▶ _Exercise_
Using the abstract below on inflammation and neurobehavior in very preterm infants, explain in one to three sentences why the study examined longitudinal measures of inflammation.

▶ _Text section_
● ● ● ● ● ● ●
JOURNAL ARTICLE

Inflammatory predictors of neurobehavior in very preterm infants

Marliese Dion Nist, Rita H Pickler, Tondi M Harrison, Deborah K Steward, Abigail B Shoben
Early Human Development 2020, 147: 105078
32492526

BACKGROUND: Preterm infants are at risk for impaired neurodevelopment. Inflammation may be an important modifiable mediator of preterm birth and neurodevelopmental impairment, but few studies have examined longitudinal measures of inflammation.

OBJECTIVE: To determine the relationship between longitudinal measures of inflammation and neurobehavior in very preterm infants.

STUDY DESIGN: Non-experimental, repeated measures cohort study.

METHODS: Very preterm infants were enrolled between October 2017 and December 2018. Blood was collected weekly until 35 weeks post-menstrual age for the quantification of plasma cytokines. Neurobehavior was assessed at 35 weeks post-menstrual age using the cluster scores for motor development and vigor and alertness/orientation from the Neurobehavioral Assessment of the Preterm Infant. Multiple linear regression models with robust standard errors were used to analyze the data. Average levels of individual cytokines, cytokine trends, and composite scores were used as measures of inflammation.

RESULTS: Seventy-three infants were enrolled in the study. Interleukin-1 receptor antagonist was associated with motor development and vigor scores. Interleukin-6 was associated with alertness/orientation scores. Tumor necrosis factor-alpha and composite scores of inflammation were associated with motor development and vigor and alertness/orientation scores. There were interactions with post-menstrual age at birth and infant sex.

CONCLUSION: Inflammation may be an important predictor of short-term neurobehavior in preterm infants. Interleukin-1 receptor antagonist, interleukin-6, and tumor necrosis factor-alpha are key cytokines for studies of preterm infants, but composite scores may be a better measure of inflammation than individual cytokines. Inflammation can be damaging to the immature brain and may be a specific target for future interventions to improve outcomes.
● ● ● ● ● ● ●
Images for object localization:
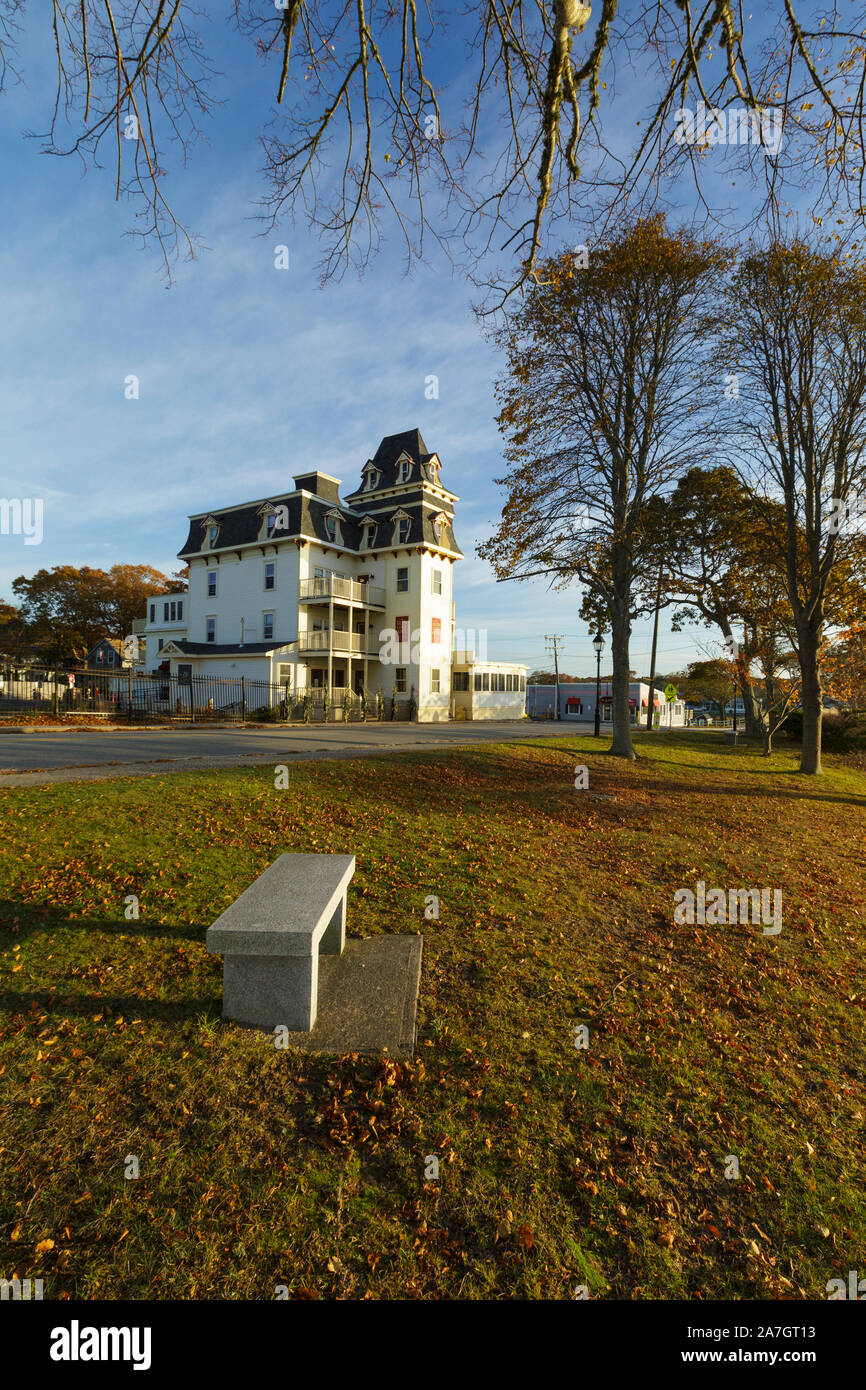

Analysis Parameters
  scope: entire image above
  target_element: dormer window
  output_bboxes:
[393,513,411,545]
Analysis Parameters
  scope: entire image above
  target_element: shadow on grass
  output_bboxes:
[0,990,221,1023]
[644,758,866,808]
[0,898,207,944]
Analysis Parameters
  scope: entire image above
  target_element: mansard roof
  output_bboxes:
[178,430,463,559]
● ● ● ● ● ● ●
▶ _Your response_
Preterm infants are at risk for impaired neurodevelopment, and inflammation may be an important modifiable mediator of both preterm birth and neurodevelopmental impairment. Despite this, few studies had examined longitudinal measures of inflammation.